So, I see my wife got to you too, huh? Man, she must _really_ dislike that tail.....  


.....either that, or it was _NEAL_ ! Yeah, he's _always_ babbling about how he wants to use it as a scent drag and lay down a trail with it.....yeah, it must have been Neal..... :xzicon_sm


----------



## Mike Rathnow (Jun 29, 2004)

Too bad not more people could attend. It was a great time and met some good people. Won't make it tonight, personal reasons, but will definitly be at the next one. And as for Buddahbelly, Well Tim, I'll be good this time....LOL


----------



## MUSHY1 (Mar 16, 2004)

Hey Mike R., keep Simcoe in the back of your head for this Winter Dillys. Gotta go smash some Slob Perch!!!!!! :corkysm55 

Mushy1


----------



## Mike Rathnow (Jun 29, 2004)

Mushy1;

Lake Simco must be tatooed to my brain. Talking to ya last night made it all the worst. When I got home I went down the basement and checked on all my jigging raps, and K-hooks. went out today and bought all new line for my reels, and replaced it all. Got the augers all sharpened and ready to go I never done this in August before....LOL I'm ready to go now.


----------



## Mags (Apr 10, 2002)

Data for this task

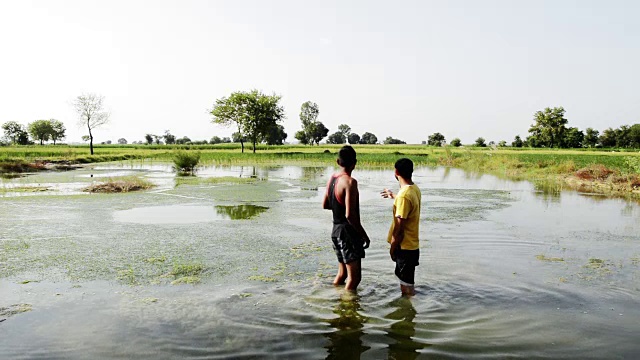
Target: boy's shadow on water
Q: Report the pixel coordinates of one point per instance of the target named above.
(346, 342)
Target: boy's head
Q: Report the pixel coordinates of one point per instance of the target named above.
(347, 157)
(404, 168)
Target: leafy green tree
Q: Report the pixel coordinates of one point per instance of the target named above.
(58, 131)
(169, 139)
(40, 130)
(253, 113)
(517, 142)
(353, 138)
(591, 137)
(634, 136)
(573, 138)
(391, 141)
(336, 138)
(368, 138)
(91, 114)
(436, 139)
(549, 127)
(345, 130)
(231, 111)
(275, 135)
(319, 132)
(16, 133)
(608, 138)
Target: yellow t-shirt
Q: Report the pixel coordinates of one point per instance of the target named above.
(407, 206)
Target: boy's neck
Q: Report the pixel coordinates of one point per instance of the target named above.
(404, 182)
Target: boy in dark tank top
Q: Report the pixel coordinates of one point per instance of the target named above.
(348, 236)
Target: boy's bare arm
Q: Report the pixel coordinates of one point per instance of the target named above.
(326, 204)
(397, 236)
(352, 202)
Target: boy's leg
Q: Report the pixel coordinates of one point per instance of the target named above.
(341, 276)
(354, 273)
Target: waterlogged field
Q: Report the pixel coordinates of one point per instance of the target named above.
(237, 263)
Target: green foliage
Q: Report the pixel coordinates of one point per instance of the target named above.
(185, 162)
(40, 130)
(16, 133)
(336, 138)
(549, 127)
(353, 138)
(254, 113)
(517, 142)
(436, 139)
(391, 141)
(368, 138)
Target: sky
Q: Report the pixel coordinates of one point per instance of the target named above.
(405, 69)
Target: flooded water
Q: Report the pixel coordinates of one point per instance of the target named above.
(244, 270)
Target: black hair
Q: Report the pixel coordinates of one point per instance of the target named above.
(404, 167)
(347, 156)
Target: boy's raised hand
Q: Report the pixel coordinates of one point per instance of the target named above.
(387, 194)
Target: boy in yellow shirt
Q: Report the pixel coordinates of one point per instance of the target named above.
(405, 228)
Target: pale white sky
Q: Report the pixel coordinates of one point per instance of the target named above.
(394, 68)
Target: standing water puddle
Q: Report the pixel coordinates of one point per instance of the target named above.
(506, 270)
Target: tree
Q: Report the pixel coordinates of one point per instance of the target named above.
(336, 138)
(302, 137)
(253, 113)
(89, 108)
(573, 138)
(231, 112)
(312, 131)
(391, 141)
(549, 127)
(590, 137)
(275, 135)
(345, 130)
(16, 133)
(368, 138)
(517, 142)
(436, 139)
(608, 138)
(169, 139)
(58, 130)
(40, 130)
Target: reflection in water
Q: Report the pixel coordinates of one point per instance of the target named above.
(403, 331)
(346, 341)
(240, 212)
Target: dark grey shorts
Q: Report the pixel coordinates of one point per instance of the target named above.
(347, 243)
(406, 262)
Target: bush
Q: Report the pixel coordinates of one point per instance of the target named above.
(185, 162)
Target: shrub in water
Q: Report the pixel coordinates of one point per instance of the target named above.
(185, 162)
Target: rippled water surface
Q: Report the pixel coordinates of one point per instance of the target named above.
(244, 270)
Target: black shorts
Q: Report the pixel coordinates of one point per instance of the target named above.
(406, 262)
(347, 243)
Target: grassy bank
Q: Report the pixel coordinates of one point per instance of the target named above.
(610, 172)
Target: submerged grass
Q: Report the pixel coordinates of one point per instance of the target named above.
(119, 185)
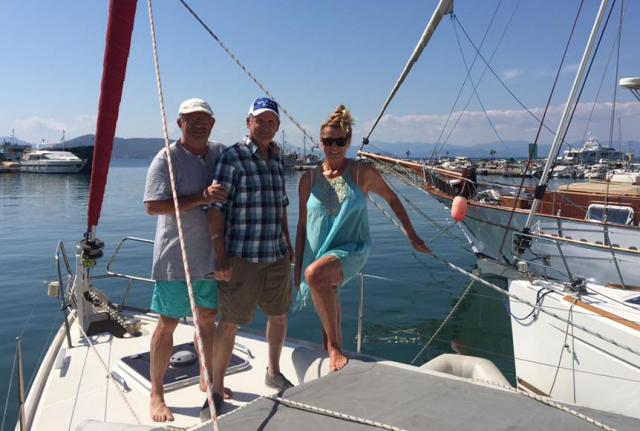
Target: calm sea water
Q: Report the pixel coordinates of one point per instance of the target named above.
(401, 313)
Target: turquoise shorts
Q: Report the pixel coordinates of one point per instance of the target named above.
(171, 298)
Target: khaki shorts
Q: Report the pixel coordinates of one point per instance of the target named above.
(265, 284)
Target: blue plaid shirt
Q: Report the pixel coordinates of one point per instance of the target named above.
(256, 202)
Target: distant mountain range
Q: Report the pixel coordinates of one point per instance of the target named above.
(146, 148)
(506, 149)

Goals
(a) Identify every line in the entries above that contains the string "tree", treating uppercase and lowercase letters as distinct.
(b) Continue the fishing forum thread above, starting after its final line.

Written answers
(a)
Target: leafy green tree
Target: tree

(b)
No amount of money or anything else could do harm to the PrtyMolusk........you see, he's protected by "THE FORCE"! Any attempt to jeopardize it would lead to your worst nightmare multiplied exponentially and lasting onto your family eternally! NOT A PRETTY PICTURE! :yikes:


----------



## Mike Rathnow (Jun 29, 2004)

3 different time's to cut off that scent drag. Les was just too quick for me...LOL


----------



## PrtyMolusk (Aug 13, 2000)

Mike Rathnow said:


> 3 different time's to cut off that scent drag. Les was just too quick for me...LOL


Howdy, Mike-

It's my sixth sense.....or is that 'sick' sense.....??


----------



## buddhabelly (Jan 19, 2003)

Did I hear Lake Simcoe? Possibly a Lake Simcoe outing? I'm in if someone wants to plan it!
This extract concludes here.